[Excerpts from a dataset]
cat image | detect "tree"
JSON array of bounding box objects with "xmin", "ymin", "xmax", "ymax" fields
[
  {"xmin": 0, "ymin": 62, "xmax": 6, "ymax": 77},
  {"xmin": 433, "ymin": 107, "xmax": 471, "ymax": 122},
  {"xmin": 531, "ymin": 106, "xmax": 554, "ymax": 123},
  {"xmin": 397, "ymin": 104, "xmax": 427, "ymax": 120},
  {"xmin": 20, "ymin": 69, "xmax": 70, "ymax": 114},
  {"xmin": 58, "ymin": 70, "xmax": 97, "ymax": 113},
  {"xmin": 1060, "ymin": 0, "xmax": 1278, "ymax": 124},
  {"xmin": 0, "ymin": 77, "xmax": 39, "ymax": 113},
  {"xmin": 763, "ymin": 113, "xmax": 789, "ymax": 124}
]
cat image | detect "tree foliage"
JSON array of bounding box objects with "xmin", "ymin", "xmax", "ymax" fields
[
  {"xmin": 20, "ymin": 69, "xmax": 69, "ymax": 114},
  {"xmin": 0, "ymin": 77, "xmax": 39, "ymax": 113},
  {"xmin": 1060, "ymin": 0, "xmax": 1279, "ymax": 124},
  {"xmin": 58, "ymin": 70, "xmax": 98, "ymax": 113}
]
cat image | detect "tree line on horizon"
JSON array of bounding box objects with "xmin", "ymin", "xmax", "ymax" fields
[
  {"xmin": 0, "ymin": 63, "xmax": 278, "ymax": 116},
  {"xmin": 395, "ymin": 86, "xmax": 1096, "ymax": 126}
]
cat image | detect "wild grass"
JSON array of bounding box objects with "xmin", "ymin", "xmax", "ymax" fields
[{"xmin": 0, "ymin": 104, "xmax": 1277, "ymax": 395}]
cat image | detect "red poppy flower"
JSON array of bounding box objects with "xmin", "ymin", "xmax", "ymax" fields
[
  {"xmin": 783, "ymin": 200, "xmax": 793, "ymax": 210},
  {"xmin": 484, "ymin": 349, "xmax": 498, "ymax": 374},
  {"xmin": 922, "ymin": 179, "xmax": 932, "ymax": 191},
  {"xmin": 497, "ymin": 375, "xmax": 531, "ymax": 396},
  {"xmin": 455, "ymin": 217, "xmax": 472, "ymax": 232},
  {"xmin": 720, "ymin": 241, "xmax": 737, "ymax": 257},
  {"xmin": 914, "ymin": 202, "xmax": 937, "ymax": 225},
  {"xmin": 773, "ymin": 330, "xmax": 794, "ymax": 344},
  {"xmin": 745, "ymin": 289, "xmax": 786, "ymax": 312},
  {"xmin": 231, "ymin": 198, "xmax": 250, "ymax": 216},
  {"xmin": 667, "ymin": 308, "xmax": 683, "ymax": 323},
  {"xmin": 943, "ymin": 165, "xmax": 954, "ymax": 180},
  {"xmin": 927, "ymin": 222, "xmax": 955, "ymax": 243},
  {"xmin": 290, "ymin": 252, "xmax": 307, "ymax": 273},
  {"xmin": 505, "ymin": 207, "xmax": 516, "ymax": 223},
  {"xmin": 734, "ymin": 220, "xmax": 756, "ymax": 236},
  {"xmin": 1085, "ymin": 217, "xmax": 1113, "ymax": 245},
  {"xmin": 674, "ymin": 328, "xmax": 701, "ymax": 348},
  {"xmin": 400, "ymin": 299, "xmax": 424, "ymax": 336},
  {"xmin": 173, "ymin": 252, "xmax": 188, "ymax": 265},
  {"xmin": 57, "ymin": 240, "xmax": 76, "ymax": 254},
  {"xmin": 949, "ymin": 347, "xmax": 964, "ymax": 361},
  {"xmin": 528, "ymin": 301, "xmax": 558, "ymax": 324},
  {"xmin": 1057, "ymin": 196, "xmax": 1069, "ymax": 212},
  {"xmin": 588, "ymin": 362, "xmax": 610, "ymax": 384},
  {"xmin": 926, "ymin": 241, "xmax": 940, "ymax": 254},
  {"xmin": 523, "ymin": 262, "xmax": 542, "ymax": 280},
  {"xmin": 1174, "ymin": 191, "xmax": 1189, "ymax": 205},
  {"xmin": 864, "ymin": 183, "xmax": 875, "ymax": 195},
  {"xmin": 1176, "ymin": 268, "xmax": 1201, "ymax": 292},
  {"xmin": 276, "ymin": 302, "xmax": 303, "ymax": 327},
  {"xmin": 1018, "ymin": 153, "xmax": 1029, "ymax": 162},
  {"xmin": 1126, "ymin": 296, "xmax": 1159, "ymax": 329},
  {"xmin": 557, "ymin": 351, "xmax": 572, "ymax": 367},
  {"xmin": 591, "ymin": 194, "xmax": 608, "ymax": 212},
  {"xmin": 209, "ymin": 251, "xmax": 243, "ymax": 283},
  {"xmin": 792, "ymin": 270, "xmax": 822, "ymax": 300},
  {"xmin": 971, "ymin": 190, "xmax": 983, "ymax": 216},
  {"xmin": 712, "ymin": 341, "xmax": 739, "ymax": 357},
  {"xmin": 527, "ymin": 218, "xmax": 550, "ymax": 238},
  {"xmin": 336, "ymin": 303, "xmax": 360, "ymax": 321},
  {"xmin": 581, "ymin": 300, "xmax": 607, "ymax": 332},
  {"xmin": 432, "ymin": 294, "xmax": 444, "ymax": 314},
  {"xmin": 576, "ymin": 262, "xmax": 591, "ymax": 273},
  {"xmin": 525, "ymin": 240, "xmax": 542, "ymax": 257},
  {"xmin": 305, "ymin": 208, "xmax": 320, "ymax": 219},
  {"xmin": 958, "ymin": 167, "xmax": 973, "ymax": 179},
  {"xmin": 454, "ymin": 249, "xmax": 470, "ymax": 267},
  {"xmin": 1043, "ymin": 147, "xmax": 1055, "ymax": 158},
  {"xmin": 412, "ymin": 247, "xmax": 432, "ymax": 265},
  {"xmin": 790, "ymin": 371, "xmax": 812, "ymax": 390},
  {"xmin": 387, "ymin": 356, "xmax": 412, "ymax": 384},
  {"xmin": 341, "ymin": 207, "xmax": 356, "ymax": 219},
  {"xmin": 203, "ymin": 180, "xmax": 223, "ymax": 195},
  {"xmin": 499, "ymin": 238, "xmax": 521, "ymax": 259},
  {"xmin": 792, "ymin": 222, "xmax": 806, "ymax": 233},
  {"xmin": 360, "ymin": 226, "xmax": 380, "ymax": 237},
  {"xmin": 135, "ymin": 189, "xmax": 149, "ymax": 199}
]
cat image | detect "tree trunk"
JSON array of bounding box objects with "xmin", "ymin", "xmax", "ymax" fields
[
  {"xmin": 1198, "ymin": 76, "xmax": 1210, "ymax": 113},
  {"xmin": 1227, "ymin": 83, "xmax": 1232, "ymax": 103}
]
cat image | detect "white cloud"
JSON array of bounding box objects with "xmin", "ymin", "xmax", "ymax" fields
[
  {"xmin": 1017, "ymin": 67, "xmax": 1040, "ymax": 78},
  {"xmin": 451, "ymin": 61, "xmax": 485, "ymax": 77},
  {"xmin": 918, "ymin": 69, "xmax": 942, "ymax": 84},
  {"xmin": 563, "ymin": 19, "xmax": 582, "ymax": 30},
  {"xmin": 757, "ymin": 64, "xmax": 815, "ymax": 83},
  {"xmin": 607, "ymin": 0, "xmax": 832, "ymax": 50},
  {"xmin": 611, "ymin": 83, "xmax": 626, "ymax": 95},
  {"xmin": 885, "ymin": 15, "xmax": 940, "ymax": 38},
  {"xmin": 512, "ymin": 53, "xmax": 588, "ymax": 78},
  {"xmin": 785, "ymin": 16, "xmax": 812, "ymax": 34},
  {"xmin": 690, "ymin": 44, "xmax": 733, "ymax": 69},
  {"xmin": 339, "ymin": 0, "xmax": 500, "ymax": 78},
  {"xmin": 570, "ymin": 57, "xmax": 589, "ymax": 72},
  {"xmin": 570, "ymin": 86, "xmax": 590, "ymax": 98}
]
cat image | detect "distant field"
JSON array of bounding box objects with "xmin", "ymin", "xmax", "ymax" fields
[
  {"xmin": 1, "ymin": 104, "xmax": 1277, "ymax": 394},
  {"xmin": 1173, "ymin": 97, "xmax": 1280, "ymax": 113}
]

### What you should do:
Copy each line of the entries that includes the word "tree".

### Problem solution:
cat image | detect "tree"
cat image | detect "tree foliage"
cat image | detect "tree line on horizon"
cat image | detect "tree trunk"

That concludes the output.